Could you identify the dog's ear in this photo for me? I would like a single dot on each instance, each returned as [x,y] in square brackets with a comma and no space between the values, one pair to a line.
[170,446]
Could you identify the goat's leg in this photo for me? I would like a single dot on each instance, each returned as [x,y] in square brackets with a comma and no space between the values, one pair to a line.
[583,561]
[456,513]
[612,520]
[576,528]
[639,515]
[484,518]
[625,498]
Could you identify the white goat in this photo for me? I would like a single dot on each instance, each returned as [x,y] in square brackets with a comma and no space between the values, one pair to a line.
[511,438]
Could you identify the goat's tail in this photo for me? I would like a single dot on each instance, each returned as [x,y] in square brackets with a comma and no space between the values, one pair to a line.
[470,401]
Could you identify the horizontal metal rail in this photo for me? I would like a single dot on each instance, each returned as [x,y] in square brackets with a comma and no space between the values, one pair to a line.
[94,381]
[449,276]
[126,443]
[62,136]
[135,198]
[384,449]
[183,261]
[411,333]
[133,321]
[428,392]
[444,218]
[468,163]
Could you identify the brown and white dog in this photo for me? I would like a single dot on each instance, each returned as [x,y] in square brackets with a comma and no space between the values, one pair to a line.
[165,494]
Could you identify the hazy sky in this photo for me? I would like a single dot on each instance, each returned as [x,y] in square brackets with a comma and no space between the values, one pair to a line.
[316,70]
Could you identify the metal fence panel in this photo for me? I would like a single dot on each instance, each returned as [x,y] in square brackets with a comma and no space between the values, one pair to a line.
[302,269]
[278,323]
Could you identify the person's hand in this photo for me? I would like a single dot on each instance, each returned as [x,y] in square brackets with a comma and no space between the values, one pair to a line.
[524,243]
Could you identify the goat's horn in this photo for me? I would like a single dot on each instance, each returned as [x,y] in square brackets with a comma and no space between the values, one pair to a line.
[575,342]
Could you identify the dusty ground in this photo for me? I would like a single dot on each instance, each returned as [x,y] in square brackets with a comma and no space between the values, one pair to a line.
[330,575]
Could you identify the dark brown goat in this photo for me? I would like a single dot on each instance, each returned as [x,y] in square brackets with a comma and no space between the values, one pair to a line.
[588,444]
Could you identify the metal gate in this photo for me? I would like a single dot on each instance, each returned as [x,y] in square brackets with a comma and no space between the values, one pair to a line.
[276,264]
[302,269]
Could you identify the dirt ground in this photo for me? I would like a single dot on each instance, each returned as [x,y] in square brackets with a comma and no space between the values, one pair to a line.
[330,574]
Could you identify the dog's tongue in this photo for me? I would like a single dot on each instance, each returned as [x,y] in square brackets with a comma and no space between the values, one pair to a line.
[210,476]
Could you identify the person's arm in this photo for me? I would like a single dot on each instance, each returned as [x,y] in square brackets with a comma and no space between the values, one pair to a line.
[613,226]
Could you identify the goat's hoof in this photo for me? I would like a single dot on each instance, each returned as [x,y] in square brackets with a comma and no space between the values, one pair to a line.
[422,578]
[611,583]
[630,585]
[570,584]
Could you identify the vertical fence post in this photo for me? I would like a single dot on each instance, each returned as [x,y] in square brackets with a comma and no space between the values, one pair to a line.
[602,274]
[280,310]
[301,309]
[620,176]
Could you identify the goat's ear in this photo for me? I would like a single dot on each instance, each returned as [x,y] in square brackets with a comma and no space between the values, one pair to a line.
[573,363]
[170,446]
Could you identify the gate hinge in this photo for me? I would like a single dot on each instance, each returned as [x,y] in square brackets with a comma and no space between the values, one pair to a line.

TO DO> Without omitting anything, output the entries exactly.

SOLVED EXERCISE>
Could you identify the dog's ear in this photo for me? I would like a single dot on each instance, each returned as [x,y] in square brackets with a comma and no space between the values, one pair to a line.
[170,446]
Could you identify the goat's leg in this photo for me? I would like a single dot on each instance, each returned as [x,y] in square brackets with a comma and no space between the values, one pair to a line.
[583,561]
[456,513]
[612,520]
[576,528]
[639,515]
[484,518]
[625,498]
Could you identify the white goat in this photo for me? I would like a single dot on each instance, each returned as [x,y] in square brackets with a comma and no space between the values, one pair to a line.
[511,438]
Could you identify the goat's tail in this photo for me? I would like a single dot on each instance, each returned as [x,y] in square brackets with a comma and no space between the values, one pair to a line.
[470,401]
Could you identify the horizontal metal rail in this photo for me? I would like a single dot on each instance, each returned as [x,y] in square brackets with a comma and no space between the values, one pair to a line.
[94,381]
[449,276]
[126,443]
[62,136]
[135,198]
[384,449]
[183,261]
[411,333]
[133,321]
[428,392]
[444,218]
[468,163]
Could you identify the brown and white dog in this photo for me? I would like a single dot on each instance, each returned as [x,y] in square brackets with a comma and no space between the values, one pair to a line.
[165,494]
Could you identify the hazy sky in this photo for me? I would like a single dot on each instance, each returned as [x,y] in square brackets with a comma and no space between the values, one pair to a line.
[316,70]
Could you identify the metal fence panel in this photo for me? I would like a single dot on each instance, each returned as [x,y] in square brackets with a comma and no space between the values, one pair to a line.
[302,269]
[278,323]
Could you identify the person's hand in this photo for me? I would like a single dot on each instance, each returned as [x,y] in square brackets with a comma and no space between the values, one pair to a line.
[524,243]
Could you identify the goat's horn in this photo for me? I would like a single dot on each instance, each returned as [x,y] in square brackets with a comma and no space between the values, one pair to a line.
[575,342]
Could you identify the dusty ground in this photo for me? I would like a single dot on each instance, each returned as [x,y] in square brackets with a comma and no space between the values, one pair to a line.
[330,575]
Could you identify the dark brown goat in this photo for me? I would like a single dot on each instance, each returned as [x,y] in square brackets with a comma and no space between the values, one pair to a line.
[588,444]
Could you identify the metal gate in this photo for me? I would like a single dot on each instance, each returned as [x,y] in square brackets with a comma and no space between the values, one pair to a line.
[276,264]
[302,269]
Could you identify the dirt ground in this photo for me? I would like a single dot on each instance, each returned as [x,y] in square brackets with a comma and no space between the values, one pair to a line.
[330,574]
Could you identify the dog's tongue in this photo for me? I would like a single dot on each instance, each returned as [x,y] in square brackets with a comma and no space between the values, one pair to a line.
[210,476]
Could you identify the person's arm in this photo for me? I would like a single dot on each instance, each returned as [x,y] in square brackets with a comma and no space between the values, one pair to a line.
[613,226]
Could you identify the goat's hoof in this photo for me? I would like a single dot on each instance, each returned as [x,y] in square brackets with a comma and no space between the values, one pair to a line.
[422,578]
[611,583]
[630,585]
[570,584]
Could you identify the vertical fence post in this photo for me? I would like a single dot on each instance, each returned as [x,y] in square brackets with a comma and no space between the values, one pair to a line.
[602,274]
[280,310]
[301,309]
[620,176]
Could you identify the goat's ear in this photo for me? I would like a single dot on each instance, each returned as [x,y] in square brackets with a comma and no space between the values, one pair to a line.
[573,363]
[170,446]
Could you identify the gate hinge in this photo for me? I would like a single dot on each instance, each returned as [x,y] in square brackets with a comma and no space between the values, one pair to a line.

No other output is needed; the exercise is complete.